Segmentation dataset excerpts
········

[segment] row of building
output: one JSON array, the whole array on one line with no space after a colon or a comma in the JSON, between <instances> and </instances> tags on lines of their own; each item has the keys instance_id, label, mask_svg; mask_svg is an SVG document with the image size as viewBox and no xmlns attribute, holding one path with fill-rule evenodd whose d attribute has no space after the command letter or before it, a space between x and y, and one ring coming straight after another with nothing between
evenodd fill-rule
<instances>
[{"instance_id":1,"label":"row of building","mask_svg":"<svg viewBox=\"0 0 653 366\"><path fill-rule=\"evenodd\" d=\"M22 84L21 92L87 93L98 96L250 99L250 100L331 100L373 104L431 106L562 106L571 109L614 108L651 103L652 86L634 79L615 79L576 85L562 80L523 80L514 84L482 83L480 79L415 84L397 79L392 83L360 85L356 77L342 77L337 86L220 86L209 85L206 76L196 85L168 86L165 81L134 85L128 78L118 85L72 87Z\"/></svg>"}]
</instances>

········

Copy the lines of every record above word for word.

[segment] row of building
output: one JSON array, the whole array on one line with no space after a colon or a comma in the JSON, between <instances> and </instances> tags on lines of their own; each item has the keys instance_id, label, mask_svg; mask_svg is an SVG document with the image size as viewBox and no xmlns attribute, holding one path with fill-rule evenodd whose d attribute has no space after the command letter or before it, a space between x and y, and one ring coming straight after another with nothing between
evenodd fill-rule
<instances>
[{"instance_id":1,"label":"row of building","mask_svg":"<svg viewBox=\"0 0 653 366\"><path fill-rule=\"evenodd\" d=\"M22 84L21 92L87 93L98 96L250 99L250 100L331 100L373 104L431 106L562 106L571 109L614 108L651 103L652 86L634 79L615 79L576 85L562 80L523 80L514 84L482 83L480 79L415 84L397 79L392 83L360 85L356 77L342 77L337 86L220 86L209 85L206 76L196 85L168 86L165 81L134 85L128 78L118 85L72 87Z\"/></svg>"}]
</instances>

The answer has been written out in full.